§ **Assigned task**: Say how many of the lines below contain the word "pole"; nothing else belongs in the answer.

§ **Records for the exercise**:
━━━━
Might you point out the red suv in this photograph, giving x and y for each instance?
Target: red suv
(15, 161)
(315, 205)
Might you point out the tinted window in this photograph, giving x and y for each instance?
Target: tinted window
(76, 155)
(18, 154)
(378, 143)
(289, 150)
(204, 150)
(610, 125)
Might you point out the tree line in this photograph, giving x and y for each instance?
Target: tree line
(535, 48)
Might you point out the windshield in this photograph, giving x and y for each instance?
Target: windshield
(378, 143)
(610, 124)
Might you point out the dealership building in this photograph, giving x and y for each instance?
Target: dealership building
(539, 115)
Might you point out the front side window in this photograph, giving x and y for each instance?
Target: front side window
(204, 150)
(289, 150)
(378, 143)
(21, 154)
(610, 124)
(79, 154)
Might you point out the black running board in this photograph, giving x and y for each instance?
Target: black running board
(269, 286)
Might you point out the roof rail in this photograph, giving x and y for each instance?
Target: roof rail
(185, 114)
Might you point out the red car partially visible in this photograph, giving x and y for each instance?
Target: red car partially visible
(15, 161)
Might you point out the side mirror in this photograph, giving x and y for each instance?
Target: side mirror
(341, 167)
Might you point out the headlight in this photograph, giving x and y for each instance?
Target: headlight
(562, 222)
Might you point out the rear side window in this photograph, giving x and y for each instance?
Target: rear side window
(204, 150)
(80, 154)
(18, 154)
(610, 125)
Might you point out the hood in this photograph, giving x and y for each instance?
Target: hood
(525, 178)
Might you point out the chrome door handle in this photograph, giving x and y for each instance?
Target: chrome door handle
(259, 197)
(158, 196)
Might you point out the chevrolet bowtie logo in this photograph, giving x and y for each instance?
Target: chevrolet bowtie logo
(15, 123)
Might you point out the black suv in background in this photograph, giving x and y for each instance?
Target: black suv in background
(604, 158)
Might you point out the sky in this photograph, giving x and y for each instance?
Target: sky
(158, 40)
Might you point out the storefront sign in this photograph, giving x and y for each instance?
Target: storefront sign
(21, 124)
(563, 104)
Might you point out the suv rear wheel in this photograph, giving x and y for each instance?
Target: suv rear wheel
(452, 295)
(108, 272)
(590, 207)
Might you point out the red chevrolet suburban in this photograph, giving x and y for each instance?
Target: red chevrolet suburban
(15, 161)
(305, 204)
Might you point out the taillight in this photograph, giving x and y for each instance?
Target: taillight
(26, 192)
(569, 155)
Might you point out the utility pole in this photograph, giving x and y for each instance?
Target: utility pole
━━━━
§ **Solution to this task**: 2